THE TASK ▸ Every word in the data below belongs in your copy, exactly as given; the pictures do not.

Referring expression data ▸
:::
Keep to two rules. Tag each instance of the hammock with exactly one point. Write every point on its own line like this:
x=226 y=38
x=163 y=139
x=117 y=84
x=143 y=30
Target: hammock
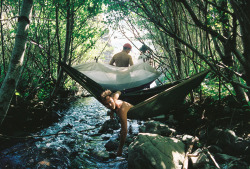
x=119 y=78
x=149 y=102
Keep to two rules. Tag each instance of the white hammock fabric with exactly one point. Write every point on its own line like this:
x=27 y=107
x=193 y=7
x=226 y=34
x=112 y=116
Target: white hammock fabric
x=118 y=78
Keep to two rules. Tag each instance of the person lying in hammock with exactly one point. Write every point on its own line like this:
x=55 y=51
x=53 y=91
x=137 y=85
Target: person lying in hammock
x=121 y=108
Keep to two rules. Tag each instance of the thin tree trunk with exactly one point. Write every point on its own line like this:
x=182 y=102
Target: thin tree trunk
x=2 y=40
x=16 y=63
x=66 y=51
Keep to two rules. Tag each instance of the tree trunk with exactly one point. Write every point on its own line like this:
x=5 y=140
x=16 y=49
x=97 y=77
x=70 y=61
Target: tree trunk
x=10 y=82
x=2 y=40
x=66 y=50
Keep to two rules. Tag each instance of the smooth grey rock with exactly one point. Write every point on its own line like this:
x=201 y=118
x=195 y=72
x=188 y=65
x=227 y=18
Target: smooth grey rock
x=156 y=128
x=111 y=145
x=109 y=125
x=152 y=151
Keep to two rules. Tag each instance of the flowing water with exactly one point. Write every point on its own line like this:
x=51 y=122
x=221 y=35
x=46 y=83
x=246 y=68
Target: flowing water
x=73 y=142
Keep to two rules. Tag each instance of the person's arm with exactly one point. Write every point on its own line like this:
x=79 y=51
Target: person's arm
x=123 y=119
x=112 y=61
x=116 y=95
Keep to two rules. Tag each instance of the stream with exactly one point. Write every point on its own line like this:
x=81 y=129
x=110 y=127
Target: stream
x=73 y=142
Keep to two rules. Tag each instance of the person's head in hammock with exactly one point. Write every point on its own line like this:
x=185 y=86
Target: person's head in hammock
x=121 y=108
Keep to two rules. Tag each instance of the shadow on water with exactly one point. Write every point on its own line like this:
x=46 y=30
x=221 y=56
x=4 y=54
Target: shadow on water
x=73 y=142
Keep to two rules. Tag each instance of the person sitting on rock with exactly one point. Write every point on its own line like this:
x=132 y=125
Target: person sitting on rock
x=121 y=108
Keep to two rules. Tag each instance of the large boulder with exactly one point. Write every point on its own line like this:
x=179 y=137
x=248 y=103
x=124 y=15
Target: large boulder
x=153 y=151
x=156 y=128
x=109 y=125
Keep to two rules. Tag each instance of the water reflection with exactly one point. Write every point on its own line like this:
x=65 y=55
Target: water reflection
x=73 y=142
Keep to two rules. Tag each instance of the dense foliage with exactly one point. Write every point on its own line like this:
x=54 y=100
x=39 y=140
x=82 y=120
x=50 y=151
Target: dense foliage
x=184 y=37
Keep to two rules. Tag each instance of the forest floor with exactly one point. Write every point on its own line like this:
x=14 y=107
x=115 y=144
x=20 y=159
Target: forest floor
x=25 y=117
x=196 y=119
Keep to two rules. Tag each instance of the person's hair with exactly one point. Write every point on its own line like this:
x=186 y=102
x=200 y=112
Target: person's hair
x=144 y=48
x=105 y=94
x=125 y=48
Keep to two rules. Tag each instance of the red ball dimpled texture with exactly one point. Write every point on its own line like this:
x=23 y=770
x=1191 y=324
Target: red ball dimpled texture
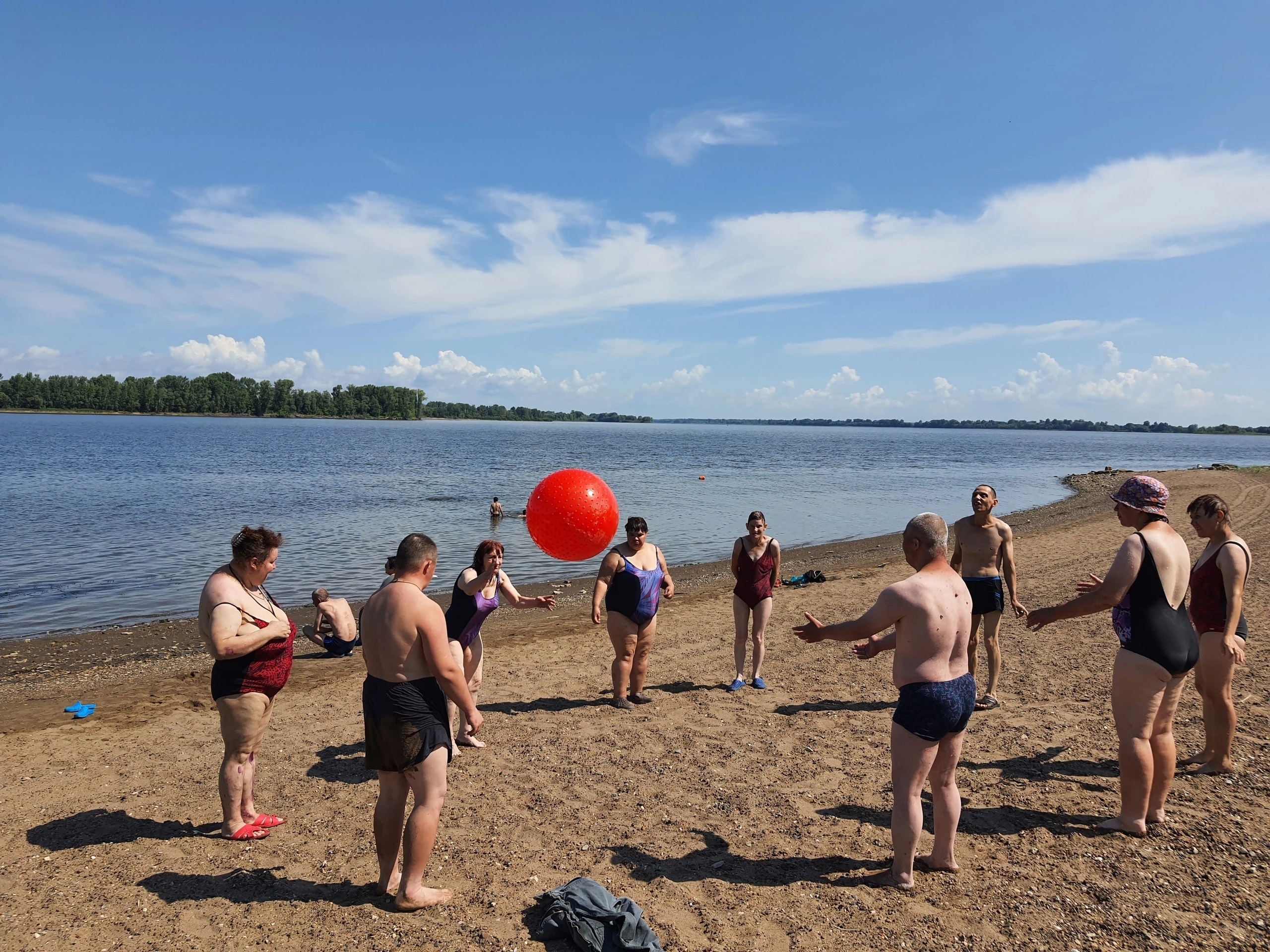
x=572 y=516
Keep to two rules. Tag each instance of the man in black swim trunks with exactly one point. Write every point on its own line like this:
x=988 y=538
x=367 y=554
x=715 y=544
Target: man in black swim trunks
x=931 y=613
x=985 y=555
x=411 y=673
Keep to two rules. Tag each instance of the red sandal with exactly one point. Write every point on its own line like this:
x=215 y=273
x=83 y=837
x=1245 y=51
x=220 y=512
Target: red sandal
x=264 y=822
x=248 y=832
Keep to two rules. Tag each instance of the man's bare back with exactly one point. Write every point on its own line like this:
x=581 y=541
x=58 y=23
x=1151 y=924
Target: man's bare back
x=337 y=617
x=398 y=624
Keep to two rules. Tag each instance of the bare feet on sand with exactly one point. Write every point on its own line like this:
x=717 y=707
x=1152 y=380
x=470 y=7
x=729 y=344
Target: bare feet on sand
x=389 y=888
x=928 y=864
x=887 y=879
x=421 y=898
x=1218 y=765
x=1130 y=828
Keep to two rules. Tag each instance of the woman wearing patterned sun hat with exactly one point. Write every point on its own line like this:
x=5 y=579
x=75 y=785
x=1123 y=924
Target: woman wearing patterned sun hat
x=1146 y=591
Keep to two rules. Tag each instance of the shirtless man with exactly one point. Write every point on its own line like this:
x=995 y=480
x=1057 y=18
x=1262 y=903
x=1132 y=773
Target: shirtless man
x=334 y=627
x=409 y=674
x=986 y=551
x=931 y=613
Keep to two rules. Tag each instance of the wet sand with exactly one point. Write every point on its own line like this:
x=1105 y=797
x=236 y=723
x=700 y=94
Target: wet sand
x=737 y=822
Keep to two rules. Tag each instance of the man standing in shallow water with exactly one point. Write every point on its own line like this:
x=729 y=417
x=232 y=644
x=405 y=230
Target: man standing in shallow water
x=985 y=552
x=409 y=673
x=931 y=613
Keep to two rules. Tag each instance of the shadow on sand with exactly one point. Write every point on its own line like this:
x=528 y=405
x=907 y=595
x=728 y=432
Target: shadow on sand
x=98 y=827
x=701 y=865
x=342 y=763
x=812 y=706
x=248 y=887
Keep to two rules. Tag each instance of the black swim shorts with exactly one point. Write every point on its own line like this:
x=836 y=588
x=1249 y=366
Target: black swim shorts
x=935 y=709
x=405 y=721
x=986 y=593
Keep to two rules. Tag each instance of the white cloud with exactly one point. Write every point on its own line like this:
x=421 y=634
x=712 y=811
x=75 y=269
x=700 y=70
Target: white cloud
x=221 y=352
x=680 y=139
x=1169 y=384
x=377 y=258
x=686 y=377
x=137 y=188
x=931 y=338
x=583 y=386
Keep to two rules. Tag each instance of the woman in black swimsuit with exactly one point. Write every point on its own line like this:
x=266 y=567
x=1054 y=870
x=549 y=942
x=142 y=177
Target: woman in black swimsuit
x=1146 y=591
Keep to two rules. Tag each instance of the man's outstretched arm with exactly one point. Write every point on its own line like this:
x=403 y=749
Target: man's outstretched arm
x=888 y=610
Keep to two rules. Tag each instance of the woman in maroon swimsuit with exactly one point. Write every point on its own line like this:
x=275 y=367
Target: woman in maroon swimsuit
x=1217 y=611
x=756 y=561
x=251 y=638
:::
OUTPUT FOR THIS TASK ▸
Keep to two rules. Tag each instance of the hammock with exactly one point. Write every point on its own line like this:
x=226 y=38
x=163 y=139
x=117 y=84
x=143 y=30
Target: hammock
x=119 y=78
x=149 y=102
Keep to two rules. Tag each instance of the white hammock fabric with exactly one point. Write every point on its own line like this:
x=27 y=107
x=193 y=7
x=226 y=34
x=112 y=116
Target: white hammock fabric
x=118 y=78
Keep to two rules. Tag each instance of the person lying in hammock with exactly one point. Write every point on its own line like this:
x=55 y=51
x=53 y=91
x=137 y=85
Target: person lying in hammock
x=121 y=108
Keep to two rules. Tag each instance of the thin tree trunk with exactly one point. Write every point on its own line like this:
x=182 y=102
Target: thin tree trunk
x=2 y=40
x=16 y=63
x=66 y=51
Keep to two rules. Tag each instance of the tree trunk with exactly one point. Write every point on its own line like this:
x=5 y=140
x=16 y=49
x=97 y=77
x=70 y=61
Target: tree trunk
x=10 y=82
x=2 y=40
x=66 y=50
Keep to two rules. Tag each instance of the smooth grey rock with exactly one point. Write every point on its own line like this:
x=201 y=118
x=195 y=72
x=188 y=65
x=227 y=18
Target: smooth grey rock
x=156 y=128
x=111 y=145
x=109 y=125
x=152 y=151
Keep to two rules. Tag each instance of the flowing water with exactly one point. Write every point on its own line like this:
x=51 y=122
x=221 y=35
x=46 y=83
x=246 y=68
Target: flowing water
x=73 y=142
Keep to two rules. Tag each instance of the person's arm with exactly one point. Write every point on its own line like this:
x=79 y=51
Target: person's arm
x=123 y=119
x=112 y=61
x=116 y=95
Keep to two rules. Tag each instance of the stream with exactly one point. Write every point on its own line like this:
x=81 y=129
x=110 y=127
Target: stream
x=73 y=142
Keep to two rules. Tag each instance of the person's head in hammock with exactly one point. Write every point on its own line like this:
x=185 y=86
Target: person's head in hammock
x=121 y=108
Keep to two rules. Tag each instance of the shadow on water with exactly one point. Write every point on its own line like this:
x=46 y=30
x=221 y=56
x=4 y=54
Target: shadow on water
x=73 y=142
Keep to two rules. Tag each instance of the person sitting on rock with exactly one point. Write every point on its own line like this:
x=132 y=125
Target: person sitting on rock
x=121 y=108
Keep to two rules. Tag each instance of the large boulder with exactly one point. Write every point on its own line like this:
x=179 y=137
x=248 y=103
x=124 y=15
Target: large boulder
x=153 y=151
x=156 y=128
x=109 y=125
Keep to two rules. Tag each instance of the water reflection with exactly one point. Write every point on its own line like this:
x=65 y=55
Target: water reflection
x=73 y=142
Keep to two rules. Tag each instance of the dense foliage with exactly one point. Write every point on its own line like this:
x=54 y=100
x=39 y=140
x=82 y=120
x=50 y=151
Target: dense foliage
x=184 y=37
Keep to two rules. Tag each instance of the forest floor with exactly one point. Write every point on its own line like this:
x=14 y=107
x=115 y=144
x=20 y=159
Target: forest floor
x=25 y=117
x=196 y=119
Keep to two rules. Tag each instance of the person's hair with exactly one point. Write every point on its own line like this:
x=186 y=102
x=200 y=112
Target: person's hair
x=144 y=48
x=105 y=94
x=125 y=48
Keep to two rules. Tag each instance of the red ball dimpled texture with exactly one point. Write every point on its own line like this:
x=23 y=770
x=1191 y=324
Target: red ball dimpled texture
x=572 y=516
Keep to two rules. Tag each instance of the man in black swim trunks with exactly one point. Write every point on its own line like this:
x=988 y=538
x=367 y=554
x=715 y=544
Target: man in black swim trunks
x=931 y=613
x=985 y=555
x=411 y=673
Keep to two rules. Tag each instance of the red sandal with exactly one point. Write every point on its own line like this:
x=215 y=273
x=83 y=837
x=1245 y=51
x=220 y=512
Target: red sandal
x=264 y=822
x=248 y=832
Keep to two rules. Tag each instance of the man's bare back with exactly one point. Write every point on its own line like this:
x=581 y=541
x=58 y=23
x=1151 y=924
Target: man's bare back
x=337 y=617
x=398 y=624
Keep to two rules. Tag each instance of the bare feet on sand with exactly one point. Write every point on its own line like this:
x=717 y=707
x=1152 y=380
x=470 y=7
x=729 y=344
Target: bare feet on sand
x=389 y=888
x=928 y=864
x=887 y=879
x=421 y=898
x=1218 y=765
x=1130 y=828
Keep to two rules. Tag each instance of the woman wearing patterned sun hat with exactly one point. Write every point on its own line like this:
x=5 y=579
x=75 y=785
x=1123 y=924
Target: woman wearing patterned sun hat
x=1146 y=591
Keep to two rules. Tag each instance of the shirtless man with exactly one point. Write every point on its own line like this:
x=995 y=480
x=1057 y=18
x=1262 y=903
x=1132 y=773
Target: shirtless man
x=334 y=627
x=409 y=674
x=986 y=551
x=931 y=613
Keep to two rules. Tag each instance of the wet sand with exactly one point. Write every point on its own line like this:
x=1105 y=797
x=236 y=723
x=700 y=94
Target: wet sand
x=737 y=822
Keep to two rules. Tag each instance of the man standing in shallow water with exactly one point. Write every point on its own line like this:
x=729 y=417
x=232 y=644
x=405 y=230
Target: man standing in shallow water
x=985 y=552
x=409 y=673
x=931 y=613
Keep to two rules. Tag each instance of the shadow on sand with exactly one point. Write every point on its own line like this:
x=528 y=405
x=907 y=595
x=728 y=432
Target: shadow on sand
x=98 y=827
x=701 y=865
x=342 y=763
x=812 y=706
x=248 y=887
Keep to two rules. Tag each instance of the black swim shorts with exactly one point. Write every point on its own line like this:
x=836 y=588
x=1249 y=366
Target: black swim shorts
x=935 y=709
x=405 y=721
x=986 y=593
Keep to two rules. Tag each instance of the white cloud with exactly one point. Write every point on its own line like this:
x=421 y=634
x=712 y=811
x=75 y=269
x=700 y=70
Target: white cloud
x=221 y=352
x=680 y=139
x=1169 y=384
x=377 y=258
x=686 y=377
x=137 y=188
x=931 y=338
x=583 y=386
Keep to two rules. Tag each instance of the woman in black swimsuit with exactly one point. Write every point on its own line like this:
x=266 y=567
x=1054 y=870
x=549 y=942
x=142 y=177
Target: woman in black swimsuit
x=1146 y=591
Keep to two rules. Tag each instance of the man's outstretched arm with exactly one point. Write every point on its own line like this:
x=403 y=749
Target: man's outstretched arm
x=888 y=610
Keep to two rules. Tag each instance of the woman in maroon swimsuit with exactly one point. Write every point on its own line like this:
x=275 y=367
Target: woman in maroon swimsuit
x=1217 y=611
x=756 y=561
x=251 y=638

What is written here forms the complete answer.